*TASK OBJECTIVE*: Repeat the entries word for word. Leave nothing out.

*DATASET ENTRIES*:
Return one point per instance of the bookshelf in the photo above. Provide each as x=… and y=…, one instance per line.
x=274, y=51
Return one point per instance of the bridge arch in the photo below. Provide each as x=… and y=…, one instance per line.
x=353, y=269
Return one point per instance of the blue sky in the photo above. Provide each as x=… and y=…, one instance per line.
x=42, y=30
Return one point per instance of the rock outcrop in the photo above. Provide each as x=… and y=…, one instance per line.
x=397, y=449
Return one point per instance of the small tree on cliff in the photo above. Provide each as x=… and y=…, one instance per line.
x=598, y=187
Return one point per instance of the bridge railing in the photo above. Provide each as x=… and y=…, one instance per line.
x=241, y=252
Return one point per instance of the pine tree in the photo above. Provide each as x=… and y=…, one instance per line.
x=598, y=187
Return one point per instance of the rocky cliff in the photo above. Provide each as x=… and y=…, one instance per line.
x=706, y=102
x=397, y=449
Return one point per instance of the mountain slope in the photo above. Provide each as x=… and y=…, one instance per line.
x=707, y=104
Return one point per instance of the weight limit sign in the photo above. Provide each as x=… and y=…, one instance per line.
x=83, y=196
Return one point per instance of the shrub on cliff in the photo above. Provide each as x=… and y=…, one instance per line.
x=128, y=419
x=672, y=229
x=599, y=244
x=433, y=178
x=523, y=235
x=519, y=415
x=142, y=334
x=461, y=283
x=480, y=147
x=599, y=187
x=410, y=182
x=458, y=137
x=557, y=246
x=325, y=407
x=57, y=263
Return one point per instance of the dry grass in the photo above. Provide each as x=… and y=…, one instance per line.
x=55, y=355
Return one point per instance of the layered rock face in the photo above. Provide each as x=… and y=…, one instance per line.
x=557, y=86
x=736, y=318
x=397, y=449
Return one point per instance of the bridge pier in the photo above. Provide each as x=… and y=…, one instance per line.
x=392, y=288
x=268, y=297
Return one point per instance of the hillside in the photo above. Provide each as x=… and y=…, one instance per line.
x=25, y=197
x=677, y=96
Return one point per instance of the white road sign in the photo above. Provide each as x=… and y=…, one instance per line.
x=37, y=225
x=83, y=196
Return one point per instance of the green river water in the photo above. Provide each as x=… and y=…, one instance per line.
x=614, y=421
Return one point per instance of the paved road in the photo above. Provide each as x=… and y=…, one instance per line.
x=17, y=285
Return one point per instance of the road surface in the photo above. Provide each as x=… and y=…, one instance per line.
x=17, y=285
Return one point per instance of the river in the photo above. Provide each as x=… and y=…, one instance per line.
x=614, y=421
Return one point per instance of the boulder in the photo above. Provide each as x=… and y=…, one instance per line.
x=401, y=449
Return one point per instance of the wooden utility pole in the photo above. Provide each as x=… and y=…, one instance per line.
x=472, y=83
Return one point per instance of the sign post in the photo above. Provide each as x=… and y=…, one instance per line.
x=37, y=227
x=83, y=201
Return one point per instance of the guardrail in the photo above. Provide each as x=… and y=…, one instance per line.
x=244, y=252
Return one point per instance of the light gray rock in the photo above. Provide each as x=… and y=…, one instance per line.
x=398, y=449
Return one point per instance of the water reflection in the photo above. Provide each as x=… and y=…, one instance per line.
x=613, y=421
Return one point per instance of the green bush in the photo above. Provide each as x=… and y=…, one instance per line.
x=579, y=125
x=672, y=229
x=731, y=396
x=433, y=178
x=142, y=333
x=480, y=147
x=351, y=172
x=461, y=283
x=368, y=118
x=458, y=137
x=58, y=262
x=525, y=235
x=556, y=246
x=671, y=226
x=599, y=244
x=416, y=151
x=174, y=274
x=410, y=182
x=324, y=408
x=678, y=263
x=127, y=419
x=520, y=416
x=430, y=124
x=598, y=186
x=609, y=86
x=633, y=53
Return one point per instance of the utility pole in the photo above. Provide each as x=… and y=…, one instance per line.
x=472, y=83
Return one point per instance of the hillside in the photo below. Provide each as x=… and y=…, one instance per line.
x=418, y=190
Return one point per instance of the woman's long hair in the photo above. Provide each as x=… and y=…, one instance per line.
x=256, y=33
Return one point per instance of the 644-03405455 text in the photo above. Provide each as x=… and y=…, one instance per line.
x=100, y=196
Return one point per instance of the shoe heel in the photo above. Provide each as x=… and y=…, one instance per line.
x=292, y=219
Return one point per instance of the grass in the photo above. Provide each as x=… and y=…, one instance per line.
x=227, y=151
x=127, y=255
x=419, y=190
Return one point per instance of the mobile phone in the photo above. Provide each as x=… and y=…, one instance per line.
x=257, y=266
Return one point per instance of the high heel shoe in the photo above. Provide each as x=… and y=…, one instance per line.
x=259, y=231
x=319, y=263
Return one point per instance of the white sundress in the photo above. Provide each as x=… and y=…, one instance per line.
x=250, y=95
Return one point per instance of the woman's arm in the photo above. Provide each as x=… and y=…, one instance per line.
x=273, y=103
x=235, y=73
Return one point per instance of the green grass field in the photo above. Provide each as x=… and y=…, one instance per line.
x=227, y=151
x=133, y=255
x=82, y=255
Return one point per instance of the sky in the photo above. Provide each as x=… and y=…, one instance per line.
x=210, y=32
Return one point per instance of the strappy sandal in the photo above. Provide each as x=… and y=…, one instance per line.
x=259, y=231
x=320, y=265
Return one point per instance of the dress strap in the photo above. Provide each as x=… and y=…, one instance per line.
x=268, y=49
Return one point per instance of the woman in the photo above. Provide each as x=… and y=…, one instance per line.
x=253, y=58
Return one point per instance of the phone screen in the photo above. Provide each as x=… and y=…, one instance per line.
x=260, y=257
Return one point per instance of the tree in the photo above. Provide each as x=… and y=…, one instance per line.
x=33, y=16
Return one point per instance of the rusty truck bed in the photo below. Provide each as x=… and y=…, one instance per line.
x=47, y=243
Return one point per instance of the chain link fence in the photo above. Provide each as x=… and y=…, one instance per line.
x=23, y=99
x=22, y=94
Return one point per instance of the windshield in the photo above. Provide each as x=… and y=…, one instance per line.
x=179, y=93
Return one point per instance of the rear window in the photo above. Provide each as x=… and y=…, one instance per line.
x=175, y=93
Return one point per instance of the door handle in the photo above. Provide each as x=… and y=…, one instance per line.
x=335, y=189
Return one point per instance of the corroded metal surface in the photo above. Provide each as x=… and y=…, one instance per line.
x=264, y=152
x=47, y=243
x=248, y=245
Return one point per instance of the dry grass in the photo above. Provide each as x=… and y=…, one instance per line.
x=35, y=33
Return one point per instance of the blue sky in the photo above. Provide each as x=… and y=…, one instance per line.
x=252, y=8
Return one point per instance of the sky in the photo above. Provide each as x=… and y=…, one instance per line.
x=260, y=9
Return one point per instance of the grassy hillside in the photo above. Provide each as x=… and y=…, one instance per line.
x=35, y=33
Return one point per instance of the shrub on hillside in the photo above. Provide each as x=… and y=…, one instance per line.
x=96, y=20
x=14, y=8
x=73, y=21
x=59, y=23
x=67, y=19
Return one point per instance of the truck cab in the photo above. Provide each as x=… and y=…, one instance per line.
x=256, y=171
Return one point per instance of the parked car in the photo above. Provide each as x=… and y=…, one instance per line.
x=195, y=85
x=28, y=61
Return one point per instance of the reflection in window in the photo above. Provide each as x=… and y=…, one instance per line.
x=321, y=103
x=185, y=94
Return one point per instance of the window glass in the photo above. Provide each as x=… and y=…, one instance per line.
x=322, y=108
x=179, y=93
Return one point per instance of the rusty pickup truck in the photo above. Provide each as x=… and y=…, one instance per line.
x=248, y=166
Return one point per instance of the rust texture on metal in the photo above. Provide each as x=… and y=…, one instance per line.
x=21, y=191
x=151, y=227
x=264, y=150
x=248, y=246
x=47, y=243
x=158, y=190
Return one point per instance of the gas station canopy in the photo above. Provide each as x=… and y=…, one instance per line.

*TASK RESULT*:
Return one point per instance of the bookshelf in the photo above. Provide each as x=… and y=…, one instance per line.
x=274, y=51
Return one point per instance of the bridge arch in the photo below. Provide each as x=… and y=…, one instance per line.
x=353, y=269
Return one point per instance of the blue sky in the photo above. Provide each as x=… and y=…, one instance per line.
x=42, y=30
Return one point per instance of the rock outcrop in the photo above. Provide each as x=… and y=…, one instance per line.
x=397, y=449
Return one point per instance of the small tree on cliff in the photo above. Provide each as x=… and y=…, one instance per line.
x=598, y=187
Return one point per instance of the bridge railing in the photo above. Provide each as x=… and y=…, one instance per line.
x=241, y=252
Return one point per instance of the pine tree in the photo above. Provide each as x=… and y=…, one instance per line.
x=598, y=187
Return one point per instance of the rocky cliff in the photo above. Provide each as x=… and y=…, one instance per line.
x=706, y=102
x=397, y=449
Return one point per instance of the mountain slope in the photo above. Provide each as x=… and y=…, one instance per line.
x=707, y=104
Return one point per instance of the weight limit sign in the photo above. Provide each as x=… and y=…, one instance per line.
x=83, y=196
Return one point per instance of the shrub on cliff in the photo above. Provide each as x=… and y=…, one instance per line.
x=128, y=419
x=672, y=229
x=599, y=244
x=433, y=178
x=523, y=235
x=519, y=415
x=142, y=334
x=461, y=283
x=480, y=147
x=599, y=187
x=410, y=182
x=458, y=137
x=557, y=246
x=325, y=407
x=57, y=263
Return one point per instance of the dry grass in the photo above. Provide each as x=… and y=…, one instance per line.
x=55, y=355
Return one point per instance of the layered rock face in the photo above. Provide each as x=… and y=…, one instance per line.
x=557, y=86
x=736, y=318
x=397, y=449
Return one point per instance of the bridge pier in the photo above. Provide each as x=… and y=…, one instance per line.
x=392, y=288
x=268, y=297
Return one point per instance of the hillside in the photo above. Provide each as x=… and y=…, one instance per line.
x=25, y=197
x=677, y=96
Return one point per instance of the white road sign in the photo above. Provide each as x=… and y=…, one instance per line.
x=37, y=225
x=83, y=196
Return one point per instance of the green river water in the photo above. Provide each as x=… and y=…, one instance per line.
x=614, y=421
Return one point per instance of the paved road in the photo above. Provide each as x=… and y=…, one instance per line.
x=17, y=285
Return one point per instance of the road surface in the photo above. Provide each as x=… and y=…, one instance per line.
x=17, y=285
Return one point per instance of the river in the photo above. Provide each as x=… and y=…, one instance per line.
x=614, y=421
Return one point per instance of the boulder in the photo above. Provide each as x=… and y=…, one instance per line.
x=401, y=449
Return one point per instance of the wooden utility pole in the photo above. Provide each as x=… and y=…, one instance per line.
x=472, y=83
Return one point per instance of the sign post in the photo above. Provide each as x=… and y=…, one instance per line.
x=37, y=227
x=83, y=201
Return one point per instance of the guardrail in the photo above. Provide each as x=… and y=…, one instance per line.
x=244, y=252
Return one point per instance of the light gray rock in the photo above. Provide each as x=… and y=…, one instance per line.
x=398, y=449
Return one point per instance of the water reflection in the photo above. Provide each as x=… and y=…, one instance per line.
x=613, y=421
Return one point per instance of the green bush in the photo above. Provide each as x=… and y=…, one instance per line.
x=579, y=125
x=672, y=229
x=731, y=396
x=433, y=178
x=142, y=333
x=480, y=147
x=351, y=172
x=461, y=283
x=368, y=118
x=458, y=137
x=58, y=262
x=525, y=235
x=556, y=246
x=671, y=226
x=599, y=244
x=416, y=151
x=174, y=274
x=410, y=182
x=324, y=408
x=678, y=263
x=127, y=419
x=520, y=416
x=430, y=124
x=598, y=186
x=609, y=86
x=633, y=53
Return one point per instance of the utility pole in the photo above. Provide each as x=… and y=…, one instance per line.
x=472, y=83
Return one point per instance of the hillside in the photo below. Provide each as x=… and y=…, one instance per line.
x=418, y=190
Return one point per instance of the woman's long hair in the photo above. Provide each as x=… and y=…, one instance per line.
x=256, y=33
Return one point per instance of the 644-03405455 text in the photo above. Provide each as x=… and y=…, one instance per line.
x=100, y=196
Return one point per instance of the shoe heel in the photo above. Provide each as x=… and y=…, one instance per line.
x=292, y=219
Return one point per instance of the grass in the photo above. Provide each as x=… and y=…, one instance per line.
x=227, y=151
x=127, y=255
x=419, y=190
Return one point per instance of the mobile phone in the photo above. Provide each as x=… and y=…, one instance per line.
x=257, y=266
Return one point per instance of the high heel shoe in the photo above. Provide each as x=… and y=…, one instance per line.
x=259, y=231
x=319, y=263
Return one point per instance of the white sundress in the photo above. Provide each as x=… and y=…, one instance per line.
x=250, y=95
Return one point per instance of the woman's arm in the photo above. Provide each as x=… and y=…, one instance per line.
x=273, y=103
x=235, y=73
Return one point per instance of the green grass field in the photo above. Provide each as x=… and y=…, one instance per line.
x=227, y=151
x=133, y=255
x=82, y=255
Return one point per instance of the sky in the photo above. Provide each as x=… and y=…, one instance per line.
x=210, y=32
Return one point per instance of the strappy sandal in the photo above. Provide each as x=… and y=…, one instance per line.
x=259, y=231
x=320, y=265
Return one point per instance of the dress strap in the photo above. Provide each as x=… and y=…, one instance per line.
x=268, y=49
Return one point per instance of the woman in the photo above. Provide each as x=… and y=…, one instance per line.
x=253, y=58
Return one point per instance of the phone screen in the photo above. Provide each as x=… and y=…, one instance per line.
x=260, y=257
Return one point per instance of the tree in the photo above. Provide each as x=… and y=…, one instance per line.
x=33, y=16
Return one point per instance of the rusty truck bed in the photo below. Provide each as x=… and y=…, one instance per line.
x=47, y=243
Return one point per instance of the chain link fence in the photo above. Provide each as x=… and y=…, one instance per line.
x=23, y=99
x=22, y=94
Return one point per instance of the windshield in the photo above. Provide each as x=… and y=…, one instance per line.
x=179, y=93
Return one point per instance of the rear window in the photo above. Provide each as x=… and y=…, one instance per line.
x=175, y=93
Return one point per instance of the door handle in the photo above. Provide each as x=… and y=…, one instance per line.
x=335, y=189
Return one point per instance of the corroded metal surface in the photo above. Provide each as x=… and y=…, one instance per line.
x=264, y=152
x=47, y=243
x=248, y=245
Return one point per instance of the dry grass in the photo above. Provide each as x=… and y=…, one instance per line.
x=35, y=33
Return one point per instance of the blue sky in the photo above. Provide each as x=… and y=…, one instance per line.
x=252, y=8
Return one point per instance of the sky in the photo above. Provide each as x=… and y=…, one instance per line.
x=260, y=9
Return one point per instance of the grassy hillside in the photo above. Provide each as x=… and y=…, one instance per line.
x=35, y=33
Return one point per instance of the shrub on hillside in the photo above. Provide each as x=… and y=…, one instance per line.
x=96, y=20
x=14, y=8
x=73, y=21
x=59, y=23
x=67, y=19
Return one point per instance of the truck cab in the photo above. Provide each as x=… and y=…, one instance per line.
x=256, y=171
Return one point per instance of the parked car in the photo above. Provide each as x=… and y=…, one instance per line.
x=195, y=85
x=28, y=61
Return one point per instance of the reflection in window in the photo above. Provide each as x=… and y=…, one instance per line.
x=321, y=103
x=185, y=94
Return one point per instance of the window glass in the photo above. Provide each as x=… and y=…, one instance per line.
x=322, y=108
x=179, y=93
Return one point per instance of the rusty pickup truck in the photo above. Provide each as x=… and y=…, one instance per line.
x=248, y=166
Return one point per instance of the rust texture on metal in the photo above. Provide each as x=… and y=…, one instance per line.
x=21, y=191
x=151, y=227
x=264, y=150
x=248, y=246
x=47, y=243
x=158, y=190
Return one point per instance of the gas station canopy in the photo above. Provide each as x=… and y=…, one instance per line.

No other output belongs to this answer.